* _Problem statement_:
Put every line of the saved data entries below into a JSON list of strings, one string per line, leaving out any blank lines.

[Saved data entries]
◆ ◆ ◆ ◆ ◆
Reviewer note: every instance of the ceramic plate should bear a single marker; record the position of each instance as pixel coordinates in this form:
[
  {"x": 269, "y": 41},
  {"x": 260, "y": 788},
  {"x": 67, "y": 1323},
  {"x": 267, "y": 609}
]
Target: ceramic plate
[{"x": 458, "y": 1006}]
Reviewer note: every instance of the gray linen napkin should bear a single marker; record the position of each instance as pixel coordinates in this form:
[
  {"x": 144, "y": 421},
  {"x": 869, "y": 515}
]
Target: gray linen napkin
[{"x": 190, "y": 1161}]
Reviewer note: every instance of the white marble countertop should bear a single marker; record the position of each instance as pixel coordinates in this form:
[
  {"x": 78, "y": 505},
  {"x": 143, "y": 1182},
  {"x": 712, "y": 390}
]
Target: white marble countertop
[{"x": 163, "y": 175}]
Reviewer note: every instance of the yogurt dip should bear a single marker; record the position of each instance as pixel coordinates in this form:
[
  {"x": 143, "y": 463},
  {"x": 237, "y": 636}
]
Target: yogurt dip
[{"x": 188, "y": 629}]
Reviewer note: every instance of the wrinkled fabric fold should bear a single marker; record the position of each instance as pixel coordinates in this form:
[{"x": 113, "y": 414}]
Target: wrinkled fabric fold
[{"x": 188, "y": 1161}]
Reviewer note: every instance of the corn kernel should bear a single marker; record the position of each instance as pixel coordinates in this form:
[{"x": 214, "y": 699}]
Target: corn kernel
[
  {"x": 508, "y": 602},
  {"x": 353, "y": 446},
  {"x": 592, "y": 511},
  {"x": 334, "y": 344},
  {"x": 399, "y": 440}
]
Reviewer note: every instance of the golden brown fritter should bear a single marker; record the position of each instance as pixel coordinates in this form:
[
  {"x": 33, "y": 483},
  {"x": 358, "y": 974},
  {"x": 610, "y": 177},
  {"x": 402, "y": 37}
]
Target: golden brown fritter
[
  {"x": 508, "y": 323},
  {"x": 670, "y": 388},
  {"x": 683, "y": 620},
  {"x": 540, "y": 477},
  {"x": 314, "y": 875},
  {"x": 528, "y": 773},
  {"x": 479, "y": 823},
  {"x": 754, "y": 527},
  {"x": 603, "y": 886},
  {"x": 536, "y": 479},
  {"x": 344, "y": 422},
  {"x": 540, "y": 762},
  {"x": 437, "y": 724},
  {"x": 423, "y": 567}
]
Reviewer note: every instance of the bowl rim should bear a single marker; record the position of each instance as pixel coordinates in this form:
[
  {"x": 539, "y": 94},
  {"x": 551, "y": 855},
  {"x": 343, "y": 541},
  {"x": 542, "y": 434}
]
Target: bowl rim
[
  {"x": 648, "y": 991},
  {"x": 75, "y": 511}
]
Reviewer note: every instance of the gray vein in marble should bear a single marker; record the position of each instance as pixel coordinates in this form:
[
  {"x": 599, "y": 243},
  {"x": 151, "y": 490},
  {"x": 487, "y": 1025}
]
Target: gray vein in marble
◆ ◆ ◆ ◆ ◆
* _Worked solution_:
[
  "Reviewer note: every instance of the ceramic plate should bear a single marker; record the position of each instance as pixel coordinates in this form:",
  "[",
  "  {\"x\": 269, \"y\": 41},",
  "  {\"x\": 260, \"y\": 788},",
  "  {\"x\": 67, \"y\": 1323},",
  "  {\"x\": 267, \"y\": 609}",
  "]",
  "Target: ceramic plate",
  "[{\"x\": 458, \"y\": 1006}]",
  "Reviewer note: every instance of the gray linen napkin should bear a single marker; record the position of each instance as pixel coordinates in this form:",
  "[",
  "  {\"x\": 144, \"y\": 421},",
  "  {\"x\": 869, \"y\": 515}",
  "]",
  "Target: gray linen napkin",
  "[{\"x\": 190, \"y\": 1161}]",
  "Reviewer note: every instance of the white marble countertop should bear a single marker; record the position of each instance as pixel coordinates in this form:",
  "[",
  "  {\"x\": 78, \"y\": 505},",
  "  {\"x\": 143, \"y\": 1182},",
  "  {\"x\": 712, \"y\": 390}",
  "]",
  "Target: white marble countertop",
  "[{\"x\": 163, \"y\": 175}]",
  "Reviewer note: every instance of the yogurt dip should bear a single marker; record the position of each instance as pixel coordinates in this form:",
  "[",
  "  {\"x\": 143, \"y\": 463},",
  "  {\"x\": 237, \"y\": 636}",
  "]",
  "Target: yogurt dip",
  "[{\"x\": 188, \"y\": 629}]",
  "Reviewer note: every instance of the wrinkled fabric fold should bear a single marker; record the position of each instance as pixel coordinates in this form:",
  "[{\"x\": 113, \"y\": 414}]",
  "Target: wrinkled fabric fold",
  "[{\"x\": 188, \"y\": 1161}]",
  "Reviewer note: every instance of the corn kernel should bear a single marker; record the position of each instance as pixel coordinates in this form:",
  "[{\"x\": 214, \"y\": 699}]",
  "Target: corn kernel",
  "[",
  "  {\"x\": 508, \"y\": 602},",
  "  {\"x\": 353, \"y\": 446},",
  "  {\"x\": 592, \"y\": 511},",
  "  {\"x\": 334, \"y\": 344},",
  "  {\"x\": 399, \"y\": 440}",
  "]",
  "Reviewer note: every instance of the golden brown fritter should bear a single marker; record the position of each instance as pixel coordinates in this form:",
  "[",
  "  {\"x\": 33, \"y\": 483},",
  "  {\"x\": 358, \"y\": 974},",
  "  {\"x\": 610, \"y\": 177},",
  "  {\"x\": 402, \"y\": 37}",
  "]",
  "Target: golden brown fritter",
  "[",
  "  {\"x\": 508, \"y\": 323},",
  "  {\"x\": 670, \"y\": 388},",
  "  {\"x\": 683, \"y\": 620},",
  "  {\"x\": 540, \"y\": 477},",
  "  {\"x\": 314, \"y\": 875},",
  "  {\"x\": 528, \"y\": 773},",
  "  {\"x\": 479, \"y\": 823},",
  "  {\"x\": 754, \"y\": 527},",
  "  {\"x\": 603, \"y\": 886},",
  "  {\"x\": 536, \"y\": 479},",
  "  {\"x\": 344, \"y\": 422},",
  "  {\"x\": 540, \"y\": 762},",
  "  {\"x\": 437, \"y\": 724},",
  "  {\"x\": 423, \"y\": 567}",
  "]",
  "Reviewer note: every instance of the bowl rim should bear a single marker; record the position of each instance as pixel coordinates in this form:",
  "[",
  "  {\"x\": 539, \"y\": 94},",
  "  {\"x\": 551, \"y\": 855},",
  "  {\"x\": 343, \"y\": 541},",
  "  {\"x\": 542, \"y\": 434}",
  "]",
  "Target: bowl rim",
  "[",
  "  {\"x\": 648, \"y\": 991},",
  "  {\"x\": 75, \"y\": 511}",
  "]",
  "Reviewer note: every instance of the gray vein in marble should bear a single marker; record the position of each instance as pixel coordinates in this form:",
  "[",
  "  {\"x\": 599, \"y\": 243},",
  "  {\"x\": 151, \"y\": 490},",
  "  {\"x\": 487, \"y\": 1025}",
  "]",
  "Target: gray vein in marble"
]